**Given instruction**
How many lines in the data below contain the string "foliage"? Reply with the number alone.

**Records shown**
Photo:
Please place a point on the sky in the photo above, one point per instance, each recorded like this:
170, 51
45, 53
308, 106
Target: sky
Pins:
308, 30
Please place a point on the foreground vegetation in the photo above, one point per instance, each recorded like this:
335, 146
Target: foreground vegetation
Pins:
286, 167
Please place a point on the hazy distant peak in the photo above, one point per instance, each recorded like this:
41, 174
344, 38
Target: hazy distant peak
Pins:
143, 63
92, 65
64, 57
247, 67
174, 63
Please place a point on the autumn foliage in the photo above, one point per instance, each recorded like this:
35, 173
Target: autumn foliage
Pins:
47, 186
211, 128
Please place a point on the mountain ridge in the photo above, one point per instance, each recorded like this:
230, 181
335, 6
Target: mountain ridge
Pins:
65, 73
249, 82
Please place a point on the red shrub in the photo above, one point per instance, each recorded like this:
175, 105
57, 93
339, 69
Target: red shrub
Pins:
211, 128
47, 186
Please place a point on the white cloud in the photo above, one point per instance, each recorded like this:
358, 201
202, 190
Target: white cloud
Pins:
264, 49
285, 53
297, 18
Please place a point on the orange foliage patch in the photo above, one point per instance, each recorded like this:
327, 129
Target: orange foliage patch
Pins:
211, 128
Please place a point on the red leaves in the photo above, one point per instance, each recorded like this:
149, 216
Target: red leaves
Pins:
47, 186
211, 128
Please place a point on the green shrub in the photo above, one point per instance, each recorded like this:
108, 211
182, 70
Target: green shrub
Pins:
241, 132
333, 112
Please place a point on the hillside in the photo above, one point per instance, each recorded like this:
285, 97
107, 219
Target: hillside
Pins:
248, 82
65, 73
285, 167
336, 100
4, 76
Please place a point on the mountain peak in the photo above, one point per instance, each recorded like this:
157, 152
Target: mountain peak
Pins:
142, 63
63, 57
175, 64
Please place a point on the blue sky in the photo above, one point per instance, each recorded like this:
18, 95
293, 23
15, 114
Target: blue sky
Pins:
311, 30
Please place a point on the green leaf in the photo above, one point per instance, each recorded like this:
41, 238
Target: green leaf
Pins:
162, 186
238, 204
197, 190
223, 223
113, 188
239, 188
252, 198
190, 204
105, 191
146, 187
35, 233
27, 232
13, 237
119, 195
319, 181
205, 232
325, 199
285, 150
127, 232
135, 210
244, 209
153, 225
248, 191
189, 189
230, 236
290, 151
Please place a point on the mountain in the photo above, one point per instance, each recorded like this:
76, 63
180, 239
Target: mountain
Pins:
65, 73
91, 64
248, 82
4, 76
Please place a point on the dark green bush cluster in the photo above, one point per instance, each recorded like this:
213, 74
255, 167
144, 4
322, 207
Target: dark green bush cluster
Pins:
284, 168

--

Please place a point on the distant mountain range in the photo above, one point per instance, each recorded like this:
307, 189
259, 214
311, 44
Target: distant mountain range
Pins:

...

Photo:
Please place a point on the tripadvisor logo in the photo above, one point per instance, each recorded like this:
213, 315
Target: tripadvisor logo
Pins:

**Answer for this exercise**
4